### WHAT YOU HAVE TO DO
Lay out the entries below as a Markdown table with columns Row and Line. Cover the span from the line containing "Exercise. Point out every instance of the tree" through the last line of the entries, both ends included, giving each line its own numbered row and leaving out blank lines.

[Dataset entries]
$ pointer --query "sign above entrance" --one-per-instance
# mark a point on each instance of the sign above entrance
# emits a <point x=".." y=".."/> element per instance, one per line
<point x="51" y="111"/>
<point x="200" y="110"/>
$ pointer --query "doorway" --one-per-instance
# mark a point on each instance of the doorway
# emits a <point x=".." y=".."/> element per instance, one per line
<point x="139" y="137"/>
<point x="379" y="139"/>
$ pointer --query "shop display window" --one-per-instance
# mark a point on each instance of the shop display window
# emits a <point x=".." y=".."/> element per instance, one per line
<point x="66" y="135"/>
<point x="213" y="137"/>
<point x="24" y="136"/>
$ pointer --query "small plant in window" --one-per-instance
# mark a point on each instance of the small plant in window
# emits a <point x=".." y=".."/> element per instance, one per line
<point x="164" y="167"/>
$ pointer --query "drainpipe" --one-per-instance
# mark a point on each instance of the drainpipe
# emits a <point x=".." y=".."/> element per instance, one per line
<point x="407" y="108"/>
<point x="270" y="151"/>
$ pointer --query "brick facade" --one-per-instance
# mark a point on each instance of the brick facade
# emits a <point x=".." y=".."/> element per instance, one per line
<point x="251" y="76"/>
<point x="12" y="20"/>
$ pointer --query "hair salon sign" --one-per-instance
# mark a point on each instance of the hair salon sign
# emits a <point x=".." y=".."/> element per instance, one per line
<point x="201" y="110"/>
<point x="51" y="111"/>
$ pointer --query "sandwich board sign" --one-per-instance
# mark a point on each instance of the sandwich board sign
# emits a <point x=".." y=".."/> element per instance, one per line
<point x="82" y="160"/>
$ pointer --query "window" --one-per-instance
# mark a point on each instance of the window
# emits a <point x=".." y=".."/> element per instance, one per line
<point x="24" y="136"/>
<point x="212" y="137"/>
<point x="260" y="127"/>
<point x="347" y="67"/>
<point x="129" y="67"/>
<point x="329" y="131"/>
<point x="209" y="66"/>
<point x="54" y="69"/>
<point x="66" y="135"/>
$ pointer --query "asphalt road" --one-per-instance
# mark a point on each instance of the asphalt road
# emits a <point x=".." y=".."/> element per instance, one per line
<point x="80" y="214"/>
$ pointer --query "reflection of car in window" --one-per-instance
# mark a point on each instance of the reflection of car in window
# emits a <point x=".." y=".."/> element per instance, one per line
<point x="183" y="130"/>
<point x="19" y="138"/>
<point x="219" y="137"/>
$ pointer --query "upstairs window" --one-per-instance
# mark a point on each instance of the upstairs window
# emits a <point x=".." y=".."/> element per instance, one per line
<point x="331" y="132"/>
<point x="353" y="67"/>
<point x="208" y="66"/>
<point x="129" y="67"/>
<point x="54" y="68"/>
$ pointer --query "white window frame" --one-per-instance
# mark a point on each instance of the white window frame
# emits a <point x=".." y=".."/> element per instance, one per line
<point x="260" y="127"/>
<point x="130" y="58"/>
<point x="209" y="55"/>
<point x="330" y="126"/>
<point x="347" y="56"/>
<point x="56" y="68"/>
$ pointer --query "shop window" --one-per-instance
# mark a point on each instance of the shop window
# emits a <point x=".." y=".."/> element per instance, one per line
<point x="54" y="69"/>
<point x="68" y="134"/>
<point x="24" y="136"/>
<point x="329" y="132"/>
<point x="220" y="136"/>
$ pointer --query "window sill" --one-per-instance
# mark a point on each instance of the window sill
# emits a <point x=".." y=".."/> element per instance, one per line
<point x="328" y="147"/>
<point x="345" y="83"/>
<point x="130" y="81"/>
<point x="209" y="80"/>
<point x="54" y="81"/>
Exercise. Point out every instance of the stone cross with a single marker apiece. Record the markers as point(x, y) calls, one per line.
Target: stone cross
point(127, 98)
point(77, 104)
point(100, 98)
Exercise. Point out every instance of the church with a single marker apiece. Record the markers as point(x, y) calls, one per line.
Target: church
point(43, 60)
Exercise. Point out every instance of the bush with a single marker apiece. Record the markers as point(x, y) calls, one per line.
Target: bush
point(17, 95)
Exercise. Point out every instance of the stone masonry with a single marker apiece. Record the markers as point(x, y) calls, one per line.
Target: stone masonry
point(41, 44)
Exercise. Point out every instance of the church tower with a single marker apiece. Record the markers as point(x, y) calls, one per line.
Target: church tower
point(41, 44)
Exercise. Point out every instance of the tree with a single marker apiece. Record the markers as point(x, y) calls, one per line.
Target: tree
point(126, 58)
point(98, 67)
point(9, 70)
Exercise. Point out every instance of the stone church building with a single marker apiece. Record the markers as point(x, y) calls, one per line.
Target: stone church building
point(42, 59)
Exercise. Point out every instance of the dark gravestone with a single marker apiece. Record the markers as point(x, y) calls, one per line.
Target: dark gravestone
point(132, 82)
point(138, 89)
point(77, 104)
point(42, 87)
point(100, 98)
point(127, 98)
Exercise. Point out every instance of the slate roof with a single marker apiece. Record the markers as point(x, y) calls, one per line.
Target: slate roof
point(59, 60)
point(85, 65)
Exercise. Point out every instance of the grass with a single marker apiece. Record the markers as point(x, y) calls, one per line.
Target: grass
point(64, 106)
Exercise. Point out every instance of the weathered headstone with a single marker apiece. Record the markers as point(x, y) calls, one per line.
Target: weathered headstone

### EXERCISE SOLUTION
| Row | Line |
|---|---|
| 1 | Exercise. Point out every instance of the tree with a single marker apiece. Record the markers as point(x, y) calls, one per line. |
| 2 | Target: tree |
| 3 | point(126, 58) |
| 4 | point(98, 67) |
| 5 | point(9, 70) |
| 6 | Exercise. Point out every instance of the stone church building with a single marker apiece. Record the markers as point(x, y) calls, one per line. |
| 7 | Target: stone church building |
| 8 | point(42, 59) |
| 9 | Exercise. Point out every instance of the dark gravestone with a single marker apiece. Record the markers as point(x, y) calls, one per line. |
| 10 | Target: dark gravestone |
| 11 | point(132, 82) |
| 12 | point(138, 89) |
| 13 | point(77, 104) |
| 14 | point(42, 87) |
| 15 | point(100, 98) |
| 16 | point(127, 98) |
| 17 | Exercise. Point out every instance of the slate roof with a single marker apiece. Record the markers as point(x, y) calls, one per line. |
| 18 | Target: slate roof |
| 19 | point(59, 60) |
| 20 | point(85, 65) |
| 21 | Exercise. Point out every instance of the grass with a single marker apiece. Record the markers as point(x, y) calls, one per line. |
| 22 | Target: grass |
| 23 | point(64, 106) |
| 24 | Exercise. Point out every instance of the weathered headstone with a single marker apiece. Record the markers as point(x, y) calls, one per line. |
| 25 | Target: weathered headstone |